Try to find someone local to adopt her. That way hopefully she can get a forever home and you can go see her from time to time. A few tips...run ads in local papers and internet sites. Put up fliers at local pet stores. Make sure you charge a small adoption fee. That will help weed out the "resellers" and the people who really dont have the money to care for a dog. Do a home inspection. The way someone cares for their home & family shows alot about how they will care for an animal. Just screen people til you find a home youre comfortable placing her in. Last thing, with a deaf dog, make sure they have a fenced yard!!! We've rescued deaf dogs before and a fence is a must. Good luck!


----------



## Chicago (Feb 27, 2009)

AmericanPit- you are on strong pregnant woman lol. It is very admirable.

Gxkon- Do you think you can handle a deaf dog? Just asking.

Blue Pit- I hope you find your foster a home. 

Rock Creek- I dont trust the people in my area or surrounding area. Just not so long ago I think some people got busted for dog fighting. The people in this area are no good thugs n bangers. 

Even if I did make them pay a fee to make sure se goes to a good home, do a home check and all, who's to say they cant afford it and try to resell her anyway for a higher price?? People are so untrustworthy!

I dont want to result to craigslisters, even tho there may be good people looking for a dog. I'm just not sure.


----------



## Rock Creek Kennels (Oct 25, 2006)

Chicago said:


> Rock Creek- I dont trust the people in my area or surrounding area. Just not so long ago I think some people got busted for dog fighting. The people in this area are no good thugs n bangers.
> 
> Even if I did make them pay a fee to make sure se goes to a good home, do a home check and all, who's to say they cant afford it and try to resell her anyway for a higher price?? People are so untrustworthy!
> 
> I dont want to result to craigslisters, even tho there may be good people looking for a dog. I'm just not sure.


There are bad people in every town in every city of the world. If everyone thought this way then no one would ever adopt out dogs. If youre worried about someone buying her for resale, type up a contract saying that if for any reason they can not keep her, you get her back. Also if youre worried about other things(neglect, fighting, etc.) you can add some text into your contract stating that you can reclaim her if any of this is going on. By forfeiting her to a rescue, this is exactly what they will be doing. Only problem is there's no telling where she will go and you may never be able to see her again. If more people would find homes for their dogs on their own rather than turning them over to shelters, the shelters wouldnt be packed full and not as many dogs would be getting euthanized daily.


----------



## Chicago (Feb 27, 2009)

you are right rock creek. I will take that into consideration if nothing else works. Its way better than not knowing where she would go. All I want is a good home for her and to know where she is and kno that I can see her.


----------



## gxkon (Jul 13, 2009)

i sure can i got a def ferrit


----------



## Chicago (Feb 27, 2009)

Very sweet of you to care for a ferret. but im not sure how you would do with a deaf dog. It has its moments where its tough, training wise and communication...but other than that she's a regular goofy puppy.


----------



## JaermaACDs (Jul 25, 2009)

I can help donate some $$ if she needs transported!


----------



## Chicago (Feb 27, 2009)

• [Supplied information]
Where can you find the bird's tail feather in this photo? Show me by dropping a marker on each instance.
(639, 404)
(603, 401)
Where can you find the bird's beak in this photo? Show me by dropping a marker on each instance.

• [Given instruction 1] In the forum thread about rehoming a deaf dog, what does Rock Creek Kennels suggest writing into a contract in case the new owners can't keep her?
• [Given instruction 2] Continue the forum thread about rehoming a deaf dog, starting after its final line.

• [Final result 1] That if for any reason they cannot keep her, you get her back.

• [Final result 2]
Jaerma I really appreciate it and am greatful if she ever needs to be. You dont need to but you have a good heart. Thank you so much. 

Update: My dad just asked if I found a place for her and I said no. he said I got a week left...i feel like rebelling against him and keeping her. She's my baby and I made a promise I would keep her and not give her up ever.

I'm really thinking about letting someone foster her until I can find my own place. I dont want to give her up forever. Is that selfish?


----------



## gxkon (Jul 13, 2009)

i wouldnt think training a def dog would be to much harder i got my dog traind with hand sighns and sayin a command she can do both lay sit and the basics with either a hand sighn or a vocal command


----------



## mygirlmaile (Mar 26, 2009)

Chicago said:


> I'm really thinking about letting someone foster her until I can find my own place. I dont want to give her up forever. Is that selfish?


If you were looking for someone to foster her...itd have to be someone you knew and trusted...IMO. I wouldnt trust any craigslister to foster Maile and then be okay with giving her back to me whenever I asked...just be careful!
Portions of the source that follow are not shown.